- _Stored entries_
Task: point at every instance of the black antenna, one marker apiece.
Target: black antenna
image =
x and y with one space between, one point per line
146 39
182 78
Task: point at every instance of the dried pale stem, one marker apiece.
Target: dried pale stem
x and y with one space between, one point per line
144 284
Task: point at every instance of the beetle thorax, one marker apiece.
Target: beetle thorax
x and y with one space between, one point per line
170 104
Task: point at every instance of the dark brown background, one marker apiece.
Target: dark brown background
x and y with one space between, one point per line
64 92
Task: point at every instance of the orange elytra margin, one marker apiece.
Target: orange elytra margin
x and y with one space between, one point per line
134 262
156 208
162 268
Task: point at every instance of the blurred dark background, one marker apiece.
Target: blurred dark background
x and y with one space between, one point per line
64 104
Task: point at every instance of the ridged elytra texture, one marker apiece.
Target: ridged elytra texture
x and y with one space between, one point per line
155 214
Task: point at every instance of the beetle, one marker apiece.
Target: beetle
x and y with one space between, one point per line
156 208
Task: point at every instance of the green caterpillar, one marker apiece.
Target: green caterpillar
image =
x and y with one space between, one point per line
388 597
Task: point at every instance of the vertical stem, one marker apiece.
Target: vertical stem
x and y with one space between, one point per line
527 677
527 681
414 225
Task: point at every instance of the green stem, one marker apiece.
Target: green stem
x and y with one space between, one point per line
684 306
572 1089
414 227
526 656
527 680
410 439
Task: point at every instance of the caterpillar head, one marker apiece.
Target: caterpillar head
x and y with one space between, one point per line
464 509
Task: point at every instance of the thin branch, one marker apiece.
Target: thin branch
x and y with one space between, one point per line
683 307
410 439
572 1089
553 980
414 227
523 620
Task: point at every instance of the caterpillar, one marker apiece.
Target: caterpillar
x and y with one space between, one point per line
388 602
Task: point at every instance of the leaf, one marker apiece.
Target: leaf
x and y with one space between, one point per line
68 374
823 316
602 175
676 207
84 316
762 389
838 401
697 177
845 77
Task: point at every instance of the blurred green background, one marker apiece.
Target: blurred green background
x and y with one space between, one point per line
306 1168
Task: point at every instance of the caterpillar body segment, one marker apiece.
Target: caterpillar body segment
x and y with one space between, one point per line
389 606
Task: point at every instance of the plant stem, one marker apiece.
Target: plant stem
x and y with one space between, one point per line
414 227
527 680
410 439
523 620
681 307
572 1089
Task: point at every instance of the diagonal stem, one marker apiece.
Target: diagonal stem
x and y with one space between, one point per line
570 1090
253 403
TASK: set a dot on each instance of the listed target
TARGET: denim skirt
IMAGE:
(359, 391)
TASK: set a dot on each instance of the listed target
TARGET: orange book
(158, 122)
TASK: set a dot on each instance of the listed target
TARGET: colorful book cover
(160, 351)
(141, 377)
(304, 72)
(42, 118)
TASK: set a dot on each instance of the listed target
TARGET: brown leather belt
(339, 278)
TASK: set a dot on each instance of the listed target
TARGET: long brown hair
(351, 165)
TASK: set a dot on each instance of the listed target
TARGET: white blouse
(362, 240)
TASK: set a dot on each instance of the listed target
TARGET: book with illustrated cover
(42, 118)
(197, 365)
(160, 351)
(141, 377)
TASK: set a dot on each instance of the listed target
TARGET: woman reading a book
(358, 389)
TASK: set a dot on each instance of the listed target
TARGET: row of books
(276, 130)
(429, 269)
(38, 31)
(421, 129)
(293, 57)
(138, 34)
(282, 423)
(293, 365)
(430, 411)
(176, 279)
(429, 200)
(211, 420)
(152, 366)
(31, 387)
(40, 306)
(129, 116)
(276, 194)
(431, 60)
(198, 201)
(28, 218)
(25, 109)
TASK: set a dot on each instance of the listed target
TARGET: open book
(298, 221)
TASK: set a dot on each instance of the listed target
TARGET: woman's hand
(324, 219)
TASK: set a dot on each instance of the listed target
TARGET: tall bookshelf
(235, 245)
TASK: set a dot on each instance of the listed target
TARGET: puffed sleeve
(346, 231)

- _TASK BRIEF_
How many lines in the listing contain the string "head"? Reply with the number alone.

- _THE OUTPUT_
2